* TASK SET *
1. In the extract on seed dispersal and pollination, what do bees collect on their bodies as they brush against the reproductive organs of flowers?
2. Rewrite the extract on seed dispersal and pollination starting at "Human Influence on" and ending at "impacting native flora.", with "farming" replaced by "cultivation".
3. Write the next part of the extract on seed dispersal and pollination, continuing after its final sentence.

* EXTRACT PROVIDED *
Human Influence on Seed Dispersal
- Agriculture: Humans have developed methods for large-scale seed dispersal in farming.
- Invasive Species: Human activity can unintentionally spread seeds of invasive species, impacting native flora.
FAQ
Bees play a crucial role in the pollination process of many flowering plants. As they forage for nectar and pollen, bees brush against the reproductive organs of flowers, collecting pollen on their bodies. When they visit another flower, some of this pollen is transferred to the stigma of the new flower. This transfer of pollen from one flower to another is essential for fertilisation in many species. By aiding in the cross-pollination of different plants, bees help increase genetic diversity and the production of seeds and fruits.

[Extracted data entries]
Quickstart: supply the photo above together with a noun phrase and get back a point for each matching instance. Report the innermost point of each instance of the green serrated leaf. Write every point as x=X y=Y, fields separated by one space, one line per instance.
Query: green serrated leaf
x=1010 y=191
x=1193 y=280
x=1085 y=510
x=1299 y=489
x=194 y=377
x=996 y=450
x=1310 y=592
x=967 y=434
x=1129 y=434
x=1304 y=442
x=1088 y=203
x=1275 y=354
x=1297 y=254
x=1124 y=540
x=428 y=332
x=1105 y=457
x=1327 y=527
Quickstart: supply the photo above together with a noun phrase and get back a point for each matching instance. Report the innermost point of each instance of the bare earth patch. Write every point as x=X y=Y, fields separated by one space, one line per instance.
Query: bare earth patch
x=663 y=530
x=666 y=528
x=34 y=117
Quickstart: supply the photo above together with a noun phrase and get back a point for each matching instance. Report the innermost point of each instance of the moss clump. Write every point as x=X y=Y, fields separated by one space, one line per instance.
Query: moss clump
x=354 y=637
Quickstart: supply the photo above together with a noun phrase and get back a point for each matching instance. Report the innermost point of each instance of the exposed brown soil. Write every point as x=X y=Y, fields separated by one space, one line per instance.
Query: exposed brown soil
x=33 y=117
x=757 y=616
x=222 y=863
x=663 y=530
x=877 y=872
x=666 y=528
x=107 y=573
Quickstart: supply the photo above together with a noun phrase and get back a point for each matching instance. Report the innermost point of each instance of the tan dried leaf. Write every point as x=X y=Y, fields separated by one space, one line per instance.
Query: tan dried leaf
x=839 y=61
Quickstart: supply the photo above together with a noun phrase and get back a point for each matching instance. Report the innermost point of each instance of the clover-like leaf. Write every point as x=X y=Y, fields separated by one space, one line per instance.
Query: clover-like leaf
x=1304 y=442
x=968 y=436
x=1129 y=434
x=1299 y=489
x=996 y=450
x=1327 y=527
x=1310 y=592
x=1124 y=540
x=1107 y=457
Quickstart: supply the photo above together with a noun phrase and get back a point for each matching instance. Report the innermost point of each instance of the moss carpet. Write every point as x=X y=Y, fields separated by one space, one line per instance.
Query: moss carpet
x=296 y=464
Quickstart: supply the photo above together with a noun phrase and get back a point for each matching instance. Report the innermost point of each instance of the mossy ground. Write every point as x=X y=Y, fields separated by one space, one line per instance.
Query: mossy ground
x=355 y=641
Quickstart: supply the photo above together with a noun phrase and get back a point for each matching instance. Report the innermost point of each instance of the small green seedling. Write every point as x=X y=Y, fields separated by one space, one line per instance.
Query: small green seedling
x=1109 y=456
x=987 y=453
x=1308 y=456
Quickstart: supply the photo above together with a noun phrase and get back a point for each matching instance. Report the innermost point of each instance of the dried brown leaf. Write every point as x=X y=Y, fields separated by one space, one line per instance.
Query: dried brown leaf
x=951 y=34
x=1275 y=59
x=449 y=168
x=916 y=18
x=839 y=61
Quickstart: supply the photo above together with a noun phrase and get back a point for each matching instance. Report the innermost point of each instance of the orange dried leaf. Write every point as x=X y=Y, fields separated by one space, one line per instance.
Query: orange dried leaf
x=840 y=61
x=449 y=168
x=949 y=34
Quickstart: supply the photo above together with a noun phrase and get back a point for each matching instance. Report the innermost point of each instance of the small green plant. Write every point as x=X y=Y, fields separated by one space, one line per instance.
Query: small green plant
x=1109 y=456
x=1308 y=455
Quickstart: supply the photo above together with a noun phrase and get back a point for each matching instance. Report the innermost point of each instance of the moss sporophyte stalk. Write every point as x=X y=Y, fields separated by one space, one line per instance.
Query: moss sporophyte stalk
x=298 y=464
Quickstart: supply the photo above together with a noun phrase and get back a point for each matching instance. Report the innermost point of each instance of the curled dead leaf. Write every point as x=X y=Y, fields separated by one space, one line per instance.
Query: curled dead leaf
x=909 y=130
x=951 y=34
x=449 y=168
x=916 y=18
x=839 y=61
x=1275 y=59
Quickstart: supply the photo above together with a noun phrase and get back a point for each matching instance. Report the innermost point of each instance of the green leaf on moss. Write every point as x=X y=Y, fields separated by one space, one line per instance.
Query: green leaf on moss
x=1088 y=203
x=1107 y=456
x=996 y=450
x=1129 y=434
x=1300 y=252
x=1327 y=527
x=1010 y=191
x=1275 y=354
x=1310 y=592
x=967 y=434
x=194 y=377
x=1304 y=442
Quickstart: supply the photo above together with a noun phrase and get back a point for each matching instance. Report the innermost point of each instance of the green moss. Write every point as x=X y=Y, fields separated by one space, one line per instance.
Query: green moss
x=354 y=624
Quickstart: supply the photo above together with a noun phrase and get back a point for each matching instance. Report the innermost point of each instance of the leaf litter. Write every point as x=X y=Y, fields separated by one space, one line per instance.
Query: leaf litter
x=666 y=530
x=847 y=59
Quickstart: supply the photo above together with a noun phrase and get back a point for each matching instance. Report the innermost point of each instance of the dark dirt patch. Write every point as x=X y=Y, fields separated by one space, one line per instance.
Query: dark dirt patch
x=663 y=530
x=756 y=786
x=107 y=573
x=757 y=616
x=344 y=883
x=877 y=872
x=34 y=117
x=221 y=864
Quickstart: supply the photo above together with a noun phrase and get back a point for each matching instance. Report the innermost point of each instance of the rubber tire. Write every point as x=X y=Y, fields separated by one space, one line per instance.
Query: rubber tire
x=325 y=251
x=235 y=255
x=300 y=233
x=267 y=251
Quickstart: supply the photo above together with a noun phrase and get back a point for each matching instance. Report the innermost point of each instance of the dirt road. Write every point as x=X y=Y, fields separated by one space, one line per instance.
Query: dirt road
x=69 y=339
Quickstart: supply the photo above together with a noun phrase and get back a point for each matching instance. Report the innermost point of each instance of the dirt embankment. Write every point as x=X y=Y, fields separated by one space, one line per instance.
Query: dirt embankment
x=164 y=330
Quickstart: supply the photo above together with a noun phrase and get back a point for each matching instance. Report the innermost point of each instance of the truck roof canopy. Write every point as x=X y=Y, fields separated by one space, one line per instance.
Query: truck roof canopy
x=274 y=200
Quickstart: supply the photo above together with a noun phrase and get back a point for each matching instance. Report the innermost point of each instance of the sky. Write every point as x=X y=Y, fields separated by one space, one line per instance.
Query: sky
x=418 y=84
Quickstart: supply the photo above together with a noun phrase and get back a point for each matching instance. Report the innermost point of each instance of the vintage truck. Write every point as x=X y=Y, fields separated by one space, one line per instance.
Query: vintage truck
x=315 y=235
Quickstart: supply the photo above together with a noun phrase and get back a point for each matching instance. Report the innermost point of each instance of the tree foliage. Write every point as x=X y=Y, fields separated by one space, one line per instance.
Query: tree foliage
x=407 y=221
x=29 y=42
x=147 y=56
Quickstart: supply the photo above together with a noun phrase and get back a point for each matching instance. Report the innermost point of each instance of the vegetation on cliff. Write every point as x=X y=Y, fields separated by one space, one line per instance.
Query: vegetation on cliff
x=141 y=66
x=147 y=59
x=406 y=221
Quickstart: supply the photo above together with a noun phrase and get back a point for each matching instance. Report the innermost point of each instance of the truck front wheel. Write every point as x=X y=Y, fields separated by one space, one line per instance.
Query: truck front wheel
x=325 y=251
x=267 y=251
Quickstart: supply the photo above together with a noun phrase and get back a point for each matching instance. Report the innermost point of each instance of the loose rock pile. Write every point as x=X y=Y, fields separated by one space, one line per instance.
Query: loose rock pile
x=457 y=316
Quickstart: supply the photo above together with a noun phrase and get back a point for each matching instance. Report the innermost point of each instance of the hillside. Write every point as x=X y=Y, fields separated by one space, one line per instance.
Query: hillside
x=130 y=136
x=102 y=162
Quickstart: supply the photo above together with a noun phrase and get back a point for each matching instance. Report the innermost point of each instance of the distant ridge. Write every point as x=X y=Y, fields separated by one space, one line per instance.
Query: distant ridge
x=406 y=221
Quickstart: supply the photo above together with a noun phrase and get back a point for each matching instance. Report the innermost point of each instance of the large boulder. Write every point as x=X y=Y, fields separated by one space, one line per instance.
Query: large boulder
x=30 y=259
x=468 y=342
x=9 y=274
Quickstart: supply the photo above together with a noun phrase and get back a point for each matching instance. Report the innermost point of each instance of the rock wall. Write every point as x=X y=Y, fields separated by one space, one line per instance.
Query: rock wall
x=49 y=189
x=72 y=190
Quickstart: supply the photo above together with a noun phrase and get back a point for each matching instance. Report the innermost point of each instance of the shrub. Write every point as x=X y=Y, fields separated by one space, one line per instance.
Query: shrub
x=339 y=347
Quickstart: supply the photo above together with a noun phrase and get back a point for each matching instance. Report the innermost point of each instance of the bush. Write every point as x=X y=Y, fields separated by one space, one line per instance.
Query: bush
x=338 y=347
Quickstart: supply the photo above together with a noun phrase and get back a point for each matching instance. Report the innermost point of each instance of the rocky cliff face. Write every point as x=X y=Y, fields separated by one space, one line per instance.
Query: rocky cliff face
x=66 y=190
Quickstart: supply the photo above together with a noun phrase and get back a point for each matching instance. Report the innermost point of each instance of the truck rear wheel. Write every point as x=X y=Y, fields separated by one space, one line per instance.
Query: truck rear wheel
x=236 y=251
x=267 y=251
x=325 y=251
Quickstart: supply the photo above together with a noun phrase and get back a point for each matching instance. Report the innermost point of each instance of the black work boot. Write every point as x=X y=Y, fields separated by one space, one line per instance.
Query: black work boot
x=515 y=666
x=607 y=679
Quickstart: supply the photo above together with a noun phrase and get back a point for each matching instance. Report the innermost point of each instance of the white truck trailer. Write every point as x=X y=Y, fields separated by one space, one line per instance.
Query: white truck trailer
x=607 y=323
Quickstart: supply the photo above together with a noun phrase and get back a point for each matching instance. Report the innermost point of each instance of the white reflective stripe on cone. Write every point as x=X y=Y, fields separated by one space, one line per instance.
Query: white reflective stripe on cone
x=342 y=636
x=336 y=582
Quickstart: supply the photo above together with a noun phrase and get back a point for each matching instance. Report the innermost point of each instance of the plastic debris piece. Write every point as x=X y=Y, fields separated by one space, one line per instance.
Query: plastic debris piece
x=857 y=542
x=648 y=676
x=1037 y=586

* ANSWER LIST *
1. Bees collect pollen on their bodies.

2.
Human Influence on Seed Dispersal
- Agriculture: Humans have developed methods for large-scale seed dispersal in cultivation.
- Invasive Species: Human activity can unintentionally spread seeds of invasive species, impacting native flora.

3.
Self-incompatibility is a mechanism in some plants that prevents self-pollination, thereby encouraging genetic diversity. When pollen from the same plant lands on the stigma, a biochemical reaction occurs, identifying the pollen as "self." This recognition triggers a response that inhibits the growth of the pollen tube, preventing the pollen from reaching the ovules and fertilising them. It's a genetically controlled system that ensures cross-pollination by actively preventing the pollen from fertilising the eggs of the same plant.
Wind-pollinated flowers typically have small, inconspicuous petals and produce large amounts of lightweight pollen that can be easily carried by the wind. They often have exposed stamens and large, feathery stigmas to capture the windborne pollen. In contrast, insect-pollinated flowers tend to be brightly coloured and have attractive scents or nectar to lure insects. Their stamens and stigmas are usually positioned to ensure contact with the insect's body, facilitating pollen transfer. Wind-pollinated flowers generally do not invest in features to attract insects, while insect-pollinated flowers have adaptations to encourage insect visitation.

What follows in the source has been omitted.